### 引用文
◇ ◇ ◇
こんにちは、ヨーグルトマニアの向井智香(むかいちか)です。
近年の急激なインバウンド需要に揺れる北海道のリゾート地、ニセコ。
蝦夷富士とも呼ばれる羊蹄山を東に臨むこの町に、ご当地ヨーグルトを製造販売する六次化牧場「ニセコ髙橋牧場」があります。
なかでもこちらの飲むヨーグルトは絶品。世界の美味を集めたセレクトショップ「DEAN & DELUCA」にも採用されており、素材や製法へのこだわりが光ります。
そこで5月末、商品が誕生した背景を学ぶべく、見学にお邪魔させていただきました。

ニセコで出会う、牧場の絶品手しごとヨーグルト
ニセコは札幌から車で約2時間。芝生や木々の緑にパッと映える真っ赤な建物たち。

ニセコ髙橋牧場さんの敷地には牧場、工房、ショップ、レストランと複数の施設があり、ヨーグルトはその中の「ヨーグルト工房」で製造されています。

一般の方は立ち入ることができませんが、窓から様子を覗くことができます。
左手に並んでいるのはヨーグルトを発酵させるタンク。

お伺いしたのは10時過ぎで、製造を終えて清掃が行われている時間帯でした。
ヨーグルトはもちろん自社牧場の生乳を使用。製造は週2〜5回で、1回につき150mlを約2,000本、500mlを約1,300本つくっているそうです。
製造頻度にかなりの幅があるのは、繁忙期や大型発注の対応のため。お盆やクリスマスの時期にはホテルからの発注が増えるほか、道外での北海道フェアなどがあれば一時的にたくさんの商品が必要となります。
牛さんは日々コンスタントにお乳を出してくれるので、需要の振れ幅が大きいと対応が難しくなりそうなもの。ですが、ニセコ髙橋牧場さんは、ヨーグルト以外にもさまざまな乳製品を製造されていたり、指定団体へ生乳を出荷されていることから、他の部分で調整が可能になっています。
◇ ◇ ◇
### データ一覧
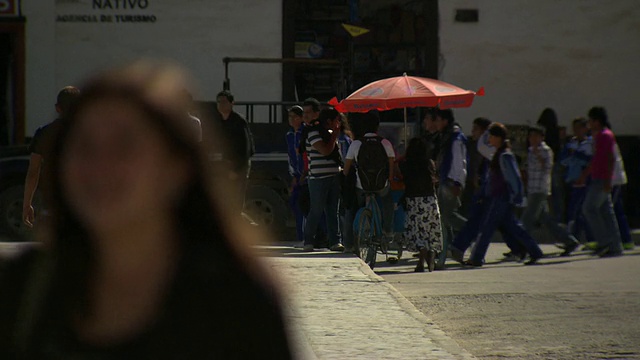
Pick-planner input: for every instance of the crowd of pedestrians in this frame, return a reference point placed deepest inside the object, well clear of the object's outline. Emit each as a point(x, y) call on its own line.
point(510, 194)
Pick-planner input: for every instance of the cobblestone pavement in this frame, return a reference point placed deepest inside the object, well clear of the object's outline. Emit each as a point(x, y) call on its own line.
point(570, 308)
point(339, 309)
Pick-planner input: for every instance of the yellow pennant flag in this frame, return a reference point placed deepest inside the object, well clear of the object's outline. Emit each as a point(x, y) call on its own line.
point(355, 31)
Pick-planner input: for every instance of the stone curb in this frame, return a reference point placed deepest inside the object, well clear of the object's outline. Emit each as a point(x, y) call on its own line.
point(447, 343)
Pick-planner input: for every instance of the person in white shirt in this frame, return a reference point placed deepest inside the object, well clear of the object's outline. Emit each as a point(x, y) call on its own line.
point(385, 170)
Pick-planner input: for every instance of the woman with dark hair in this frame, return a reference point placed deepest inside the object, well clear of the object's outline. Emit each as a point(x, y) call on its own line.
point(140, 258)
point(549, 121)
point(598, 207)
point(423, 231)
point(504, 190)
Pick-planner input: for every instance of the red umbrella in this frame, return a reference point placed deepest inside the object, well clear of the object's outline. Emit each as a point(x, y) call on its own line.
point(403, 92)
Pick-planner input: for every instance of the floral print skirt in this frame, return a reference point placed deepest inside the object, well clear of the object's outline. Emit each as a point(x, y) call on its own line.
point(422, 224)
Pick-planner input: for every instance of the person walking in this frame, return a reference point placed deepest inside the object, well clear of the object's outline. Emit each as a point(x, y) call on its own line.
point(323, 179)
point(423, 228)
point(40, 149)
point(471, 229)
point(348, 198)
point(373, 158)
point(549, 121)
point(598, 205)
point(575, 157)
point(452, 173)
point(296, 167)
point(239, 143)
point(618, 182)
point(143, 259)
point(539, 165)
point(504, 190)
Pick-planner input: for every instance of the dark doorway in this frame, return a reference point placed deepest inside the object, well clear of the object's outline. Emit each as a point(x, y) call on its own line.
point(403, 37)
point(11, 83)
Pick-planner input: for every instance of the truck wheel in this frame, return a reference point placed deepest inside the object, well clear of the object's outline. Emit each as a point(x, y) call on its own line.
point(266, 208)
point(11, 213)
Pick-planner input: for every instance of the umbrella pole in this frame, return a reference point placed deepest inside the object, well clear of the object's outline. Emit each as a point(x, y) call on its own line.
point(405, 129)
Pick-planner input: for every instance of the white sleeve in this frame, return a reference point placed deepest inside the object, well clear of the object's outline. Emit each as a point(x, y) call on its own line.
point(353, 150)
point(388, 148)
point(458, 171)
point(484, 148)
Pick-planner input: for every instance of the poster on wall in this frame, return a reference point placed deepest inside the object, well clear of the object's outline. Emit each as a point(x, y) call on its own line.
point(106, 11)
point(9, 8)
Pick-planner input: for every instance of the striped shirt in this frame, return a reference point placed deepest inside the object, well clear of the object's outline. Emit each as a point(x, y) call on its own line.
point(539, 170)
point(320, 166)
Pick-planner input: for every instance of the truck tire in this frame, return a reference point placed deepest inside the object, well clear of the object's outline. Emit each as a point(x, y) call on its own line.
point(11, 213)
point(266, 208)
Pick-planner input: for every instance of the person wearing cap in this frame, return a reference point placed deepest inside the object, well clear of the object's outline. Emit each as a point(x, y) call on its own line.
point(539, 167)
point(40, 149)
point(296, 165)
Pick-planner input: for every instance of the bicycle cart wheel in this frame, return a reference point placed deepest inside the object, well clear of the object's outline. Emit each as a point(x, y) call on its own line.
point(365, 247)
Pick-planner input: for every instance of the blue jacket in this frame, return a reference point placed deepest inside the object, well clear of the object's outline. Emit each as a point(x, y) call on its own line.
point(511, 175)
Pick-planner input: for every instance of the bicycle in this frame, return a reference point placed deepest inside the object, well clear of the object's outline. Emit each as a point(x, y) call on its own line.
point(368, 236)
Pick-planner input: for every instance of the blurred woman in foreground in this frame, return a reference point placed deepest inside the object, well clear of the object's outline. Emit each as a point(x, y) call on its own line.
point(141, 258)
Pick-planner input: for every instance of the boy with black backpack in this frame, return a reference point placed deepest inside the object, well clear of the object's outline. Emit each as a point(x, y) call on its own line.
point(374, 160)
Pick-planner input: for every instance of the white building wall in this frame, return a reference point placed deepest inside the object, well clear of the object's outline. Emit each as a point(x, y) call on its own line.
point(532, 54)
point(40, 52)
point(195, 33)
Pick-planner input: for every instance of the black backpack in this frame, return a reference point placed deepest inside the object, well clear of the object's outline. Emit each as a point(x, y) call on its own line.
point(373, 164)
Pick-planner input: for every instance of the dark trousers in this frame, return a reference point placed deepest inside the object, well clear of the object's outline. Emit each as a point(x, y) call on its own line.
point(618, 208)
point(471, 230)
point(576, 222)
point(499, 213)
point(297, 213)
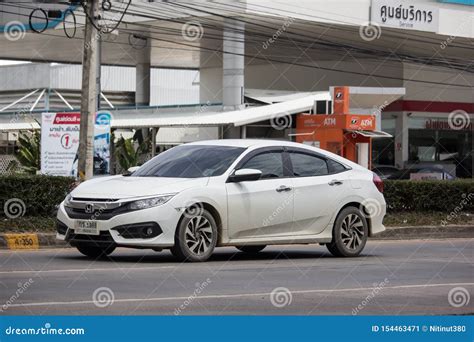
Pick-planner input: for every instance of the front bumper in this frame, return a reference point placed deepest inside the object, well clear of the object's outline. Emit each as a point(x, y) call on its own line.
point(123, 230)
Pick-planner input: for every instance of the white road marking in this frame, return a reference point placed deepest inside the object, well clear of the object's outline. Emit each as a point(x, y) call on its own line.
point(89, 269)
point(236, 295)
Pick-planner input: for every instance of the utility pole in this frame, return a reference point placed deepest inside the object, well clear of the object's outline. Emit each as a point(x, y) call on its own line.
point(89, 91)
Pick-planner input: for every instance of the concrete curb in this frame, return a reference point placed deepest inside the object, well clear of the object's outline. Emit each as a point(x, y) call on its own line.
point(32, 241)
point(426, 232)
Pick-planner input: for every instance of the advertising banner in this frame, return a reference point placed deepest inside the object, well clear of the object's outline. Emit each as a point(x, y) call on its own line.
point(60, 143)
point(405, 15)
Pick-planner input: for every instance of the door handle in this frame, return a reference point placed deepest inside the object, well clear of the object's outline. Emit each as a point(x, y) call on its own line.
point(335, 182)
point(282, 188)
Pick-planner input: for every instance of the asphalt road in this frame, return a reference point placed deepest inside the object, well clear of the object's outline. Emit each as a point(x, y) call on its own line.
point(391, 278)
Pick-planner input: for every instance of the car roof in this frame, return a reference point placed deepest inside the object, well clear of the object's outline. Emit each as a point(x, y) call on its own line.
point(246, 142)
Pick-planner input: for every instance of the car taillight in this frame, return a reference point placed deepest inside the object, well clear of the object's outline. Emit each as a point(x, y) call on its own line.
point(378, 182)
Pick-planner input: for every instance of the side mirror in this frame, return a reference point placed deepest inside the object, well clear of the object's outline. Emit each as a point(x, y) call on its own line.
point(244, 175)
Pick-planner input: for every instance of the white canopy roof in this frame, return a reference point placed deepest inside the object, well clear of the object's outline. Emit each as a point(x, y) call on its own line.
point(201, 116)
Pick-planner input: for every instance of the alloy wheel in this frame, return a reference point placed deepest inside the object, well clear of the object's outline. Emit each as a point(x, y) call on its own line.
point(198, 235)
point(352, 231)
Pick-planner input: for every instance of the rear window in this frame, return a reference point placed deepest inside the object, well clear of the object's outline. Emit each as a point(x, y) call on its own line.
point(335, 167)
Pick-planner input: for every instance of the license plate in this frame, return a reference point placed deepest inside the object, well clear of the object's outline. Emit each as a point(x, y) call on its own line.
point(86, 227)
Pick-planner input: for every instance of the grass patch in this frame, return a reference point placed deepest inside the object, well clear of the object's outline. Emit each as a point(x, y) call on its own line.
point(429, 218)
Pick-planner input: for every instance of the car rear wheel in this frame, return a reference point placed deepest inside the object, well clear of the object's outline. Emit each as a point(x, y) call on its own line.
point(251, 249)
point(350, 233)
point(95, 251)
point(196, 237)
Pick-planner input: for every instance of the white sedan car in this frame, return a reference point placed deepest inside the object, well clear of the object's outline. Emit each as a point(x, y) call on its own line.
point(243, 193)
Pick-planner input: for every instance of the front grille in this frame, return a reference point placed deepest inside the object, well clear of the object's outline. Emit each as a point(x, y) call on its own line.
point(104, 238)
point(100, 214)
point(61, 228)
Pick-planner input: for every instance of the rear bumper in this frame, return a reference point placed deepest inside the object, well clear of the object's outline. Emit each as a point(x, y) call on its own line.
point(376, 221)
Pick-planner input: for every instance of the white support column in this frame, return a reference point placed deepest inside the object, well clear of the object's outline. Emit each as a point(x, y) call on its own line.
point(142, 81)
point(401, 139)
point(233, 64)
point(233, 71)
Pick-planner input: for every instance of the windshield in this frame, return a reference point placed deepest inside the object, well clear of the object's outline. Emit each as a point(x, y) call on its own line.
point(190, 161)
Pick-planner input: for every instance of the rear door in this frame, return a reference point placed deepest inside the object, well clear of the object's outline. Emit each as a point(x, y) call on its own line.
point(319, 186)
point(264, 207)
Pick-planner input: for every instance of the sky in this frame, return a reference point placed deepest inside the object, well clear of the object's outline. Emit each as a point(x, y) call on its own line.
point(9, 62)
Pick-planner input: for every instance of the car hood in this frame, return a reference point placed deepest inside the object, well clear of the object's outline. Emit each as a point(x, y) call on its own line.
point(117, 187)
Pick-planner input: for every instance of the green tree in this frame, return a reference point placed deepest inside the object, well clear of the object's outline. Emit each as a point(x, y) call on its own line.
point(29, 152)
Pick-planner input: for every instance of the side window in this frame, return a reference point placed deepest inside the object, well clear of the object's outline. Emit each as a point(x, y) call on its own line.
◇ ◇ ◇
### 問題
1) ニセコ髙橋牧場のヨーグルトについての引用文で、ヨーグルトの製造は週に何回行われているか答えなさい。
2) ニセコ髙橋牧場のヨーグルトについての引用文を、最後の文の後から書き継ぎなさい。

### 解答
1) 週2〜5回。

2)
ヨーグルトをはじめとした自社製品は敷地内のショップで購入可能。アイス、チーズ、プリン、ケーキなど魅力的なラインナップに目移りします。

牛が決める居場所。酪農の現場にある選択のかたち
そして建物から外へ出ると、この景色!

手前にドンと鎮座するのは牧草ロール。
向こう側にハシゴが掛かっており、登って写真を撮ることができます。
羊蹄山との間に広がる黄色い花が咲いているあたりは牧草地。
ここで刈り取った牧草を円筒型に圧縮した冬用の保存食がこの牧草ロールなのです。

近くにトラクターも展示されており、こちらも運転席に座って写真を撮ることができます。
酪農の雰囲気に触れてわくわくするも、主役の牛さんの姿は見えず。
聞けば、髙橋牧場さんは牛が牛舎と放牧地を自由に行き来できる環境を用意しているものの、暑さが苦手な牛さんは、5月末ともなれば、日中は屋根のある牛舎を好むそう。
夕方以降、涼しくなると姿を見せることもあるそうです。
以前にこちらの記事でも書きましたが、放牧と舎飼いはどちらが良い悪いという単純な話ではないのですね。
“牛ファースト”の環境づくりと自動化技術。酪農の今を支える心と知恵
今回は特別に、一般の方は立ち入ることのできない牛舎も見学させていただきました。
ニセコ髙橋牧場さんが営農を始めたのは昭和47年(1972年)。
現代表の髙橋守さんは家業を継ぎ、共進会(牛のコンテスト)での成功をきっかけに、畑作との兼業から専業酪農へと転換して経営をスタートさせました。
ところが酪農の世界は守さんが想像していたよりもずっと厳しいものでした。
生乳の買取価格は安く、大切に育てた牛の謎の連続死もあり、一時は牛飼いを辞めることも考えるほどに悩んだと言います。
のちに連続死の原因が牧草地に撒いた窒素肥料だったことを知り、良い牛づくりにはまず良い土づくりが欠かせないと実感。その気づきから「土づくり・草作り・牛作り」の想いのもと、現在まで酪農を続けていらっしゃいます。
数年前にはロボット牛舎を導入し、様々な作業を自動化。


左側に写っている赤い機械は餌寄せ機。
右奥に小さく写っているオレンジ色の機械は給餌機。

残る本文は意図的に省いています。